## Text segment
+++

The results showed disrupted rhythms of clock genes in most of the brain. The Musiek lab showed that the mice developed signs of pathology, including loss of synapses, damage from free radicals, and inflammation. Notably, there was reduced activity in genes associated with the defense against free radicals, suggesting that the increase in free radicals contributed to brain damage. Furthermore, Musiek reports that the disruption of BMAL1 leads to premature nerve cell deterioration in mice. Musiek identified that BMAL1 is important in fending off age-related brain decay by protecting the brain from free radicals that lead to oxidative stress.

As the BMAL1 knockout mice aged, their brains displayed degenerative features akin to human brain diseases, such as the accumulation of toxic proteins (e.g., β-amyloid and α-synuclein). These features were also observed when CLOCK and NPAS2 were deleted, which are circadian genes that work closely with BMAL1. Conversely, these effects do not appear after the deletion of the clock genes PER1 and PER2. Musiek discovered that astrocytes were more active in mice lacking BMAL1, as BMAL1 within astrocytes can directly control astrocyte reactivity and protein degradation. His lab also showed that another clock gene, REV-ERBα, can regulate glial activity and neuroinflammation in the brain.

+++

## Exercise data

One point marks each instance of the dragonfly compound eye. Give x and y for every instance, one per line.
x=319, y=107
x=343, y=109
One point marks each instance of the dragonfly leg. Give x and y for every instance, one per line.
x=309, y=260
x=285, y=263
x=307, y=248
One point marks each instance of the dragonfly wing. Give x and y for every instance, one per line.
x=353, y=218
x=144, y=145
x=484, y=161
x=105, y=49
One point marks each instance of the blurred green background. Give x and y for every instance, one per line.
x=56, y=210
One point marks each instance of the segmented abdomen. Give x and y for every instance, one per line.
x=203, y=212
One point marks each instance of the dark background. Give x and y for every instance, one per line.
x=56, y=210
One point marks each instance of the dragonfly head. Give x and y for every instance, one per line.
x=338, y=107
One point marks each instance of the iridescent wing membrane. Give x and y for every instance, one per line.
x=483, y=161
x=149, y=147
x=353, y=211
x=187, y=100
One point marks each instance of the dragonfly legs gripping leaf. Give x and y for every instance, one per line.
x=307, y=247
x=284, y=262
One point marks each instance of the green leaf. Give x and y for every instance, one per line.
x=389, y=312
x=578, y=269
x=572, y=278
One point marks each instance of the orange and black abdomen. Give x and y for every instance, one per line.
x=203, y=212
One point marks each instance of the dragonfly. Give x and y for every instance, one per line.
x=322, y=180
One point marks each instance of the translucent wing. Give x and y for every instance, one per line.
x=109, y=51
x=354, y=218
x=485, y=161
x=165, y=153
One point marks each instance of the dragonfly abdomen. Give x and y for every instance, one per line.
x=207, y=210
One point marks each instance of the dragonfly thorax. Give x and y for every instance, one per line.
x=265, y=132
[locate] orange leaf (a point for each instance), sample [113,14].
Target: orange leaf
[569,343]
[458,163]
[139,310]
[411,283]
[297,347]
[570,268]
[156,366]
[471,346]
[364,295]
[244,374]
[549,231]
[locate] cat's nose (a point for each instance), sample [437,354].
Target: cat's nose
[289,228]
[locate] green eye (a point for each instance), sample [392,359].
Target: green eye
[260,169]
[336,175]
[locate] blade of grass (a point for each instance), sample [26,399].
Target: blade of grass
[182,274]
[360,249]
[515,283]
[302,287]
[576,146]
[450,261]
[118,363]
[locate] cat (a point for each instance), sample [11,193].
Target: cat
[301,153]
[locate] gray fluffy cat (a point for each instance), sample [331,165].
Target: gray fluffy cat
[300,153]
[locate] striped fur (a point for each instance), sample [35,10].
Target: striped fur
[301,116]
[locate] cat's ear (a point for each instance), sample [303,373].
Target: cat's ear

+++

## Instructions for the task
Transcribe the passage on BMAL1 above, beginning at the words "As the BMAL1" and stopping after the words "in the brain.".

## Solution to this problem
As the BMAL1 knockout mice aged, their brains displayed degenerative features akin to human brain diseases, such as the accumulation of toxic proteins (e.g., β-amyloid and α-synuclein). These features were also observed when CLOCK and NPAS2 were deleted, which are circadian genes that work closely with BMAL1. Conversely, these effects do not appear after the deletion of the clock genes PER1 and PER2. Musiek discovered that astrocytes were more active in mice lacking BMAL1, as BMAL1 within astrocytes can directly control astrocyte reactivity and protein degradation. His lab also showed that another clock gene, REV-ERBα, can regulate glial activity and neuroinflammation in the brain.